Please copy out, word for word, everything in the records below from the line containing "Task: indicate one point on every instance of the mowed" down to the end of the records.

Named-object pointing records
━━━━━━━━━━━━━━━━

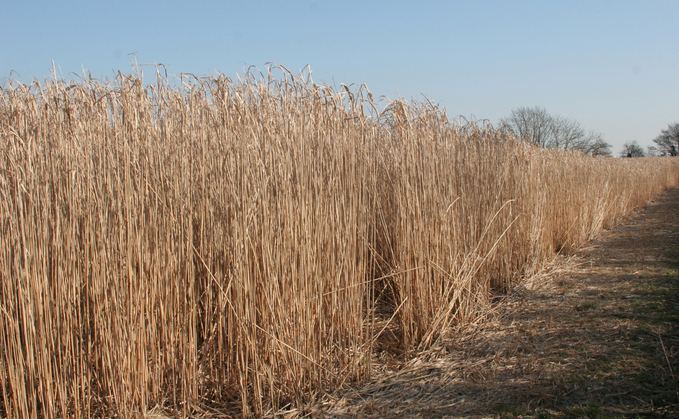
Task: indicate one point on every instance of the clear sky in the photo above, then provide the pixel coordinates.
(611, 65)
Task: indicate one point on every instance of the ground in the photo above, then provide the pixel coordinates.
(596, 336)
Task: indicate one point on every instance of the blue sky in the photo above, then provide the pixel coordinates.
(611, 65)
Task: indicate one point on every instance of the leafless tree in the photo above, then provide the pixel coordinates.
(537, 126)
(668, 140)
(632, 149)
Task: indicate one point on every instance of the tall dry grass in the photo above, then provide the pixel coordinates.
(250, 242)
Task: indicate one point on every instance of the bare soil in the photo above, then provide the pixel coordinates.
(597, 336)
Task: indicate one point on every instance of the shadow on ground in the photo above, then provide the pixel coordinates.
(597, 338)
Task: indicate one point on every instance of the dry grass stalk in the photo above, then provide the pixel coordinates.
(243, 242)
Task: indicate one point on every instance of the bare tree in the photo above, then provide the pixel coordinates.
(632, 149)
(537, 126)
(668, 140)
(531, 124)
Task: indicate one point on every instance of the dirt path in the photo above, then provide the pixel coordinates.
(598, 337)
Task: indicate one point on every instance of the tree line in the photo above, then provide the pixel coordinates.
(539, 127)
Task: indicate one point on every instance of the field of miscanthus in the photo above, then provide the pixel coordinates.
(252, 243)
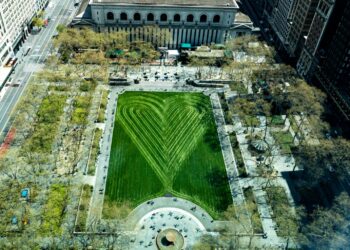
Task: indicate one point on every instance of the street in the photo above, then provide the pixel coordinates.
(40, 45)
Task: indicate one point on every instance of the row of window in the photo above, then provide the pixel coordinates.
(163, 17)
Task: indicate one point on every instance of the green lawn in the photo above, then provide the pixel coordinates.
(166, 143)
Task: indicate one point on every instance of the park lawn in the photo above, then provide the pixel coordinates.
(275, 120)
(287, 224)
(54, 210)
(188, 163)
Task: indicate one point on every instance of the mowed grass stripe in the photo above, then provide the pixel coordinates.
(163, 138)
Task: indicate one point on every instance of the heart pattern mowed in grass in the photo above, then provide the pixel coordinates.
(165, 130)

━━━━━━━━━━━━━━━━

SOLVED PROBLEM
Task: indicate one point on every instance of the mowed grass stripe in the photo above, then provide the pixel coordinates.
(163, 138)
Task: indicate one point on every instance of the heart pattern mowed in grass in the photo above, then provide the pixel coordinates.
(165, 130)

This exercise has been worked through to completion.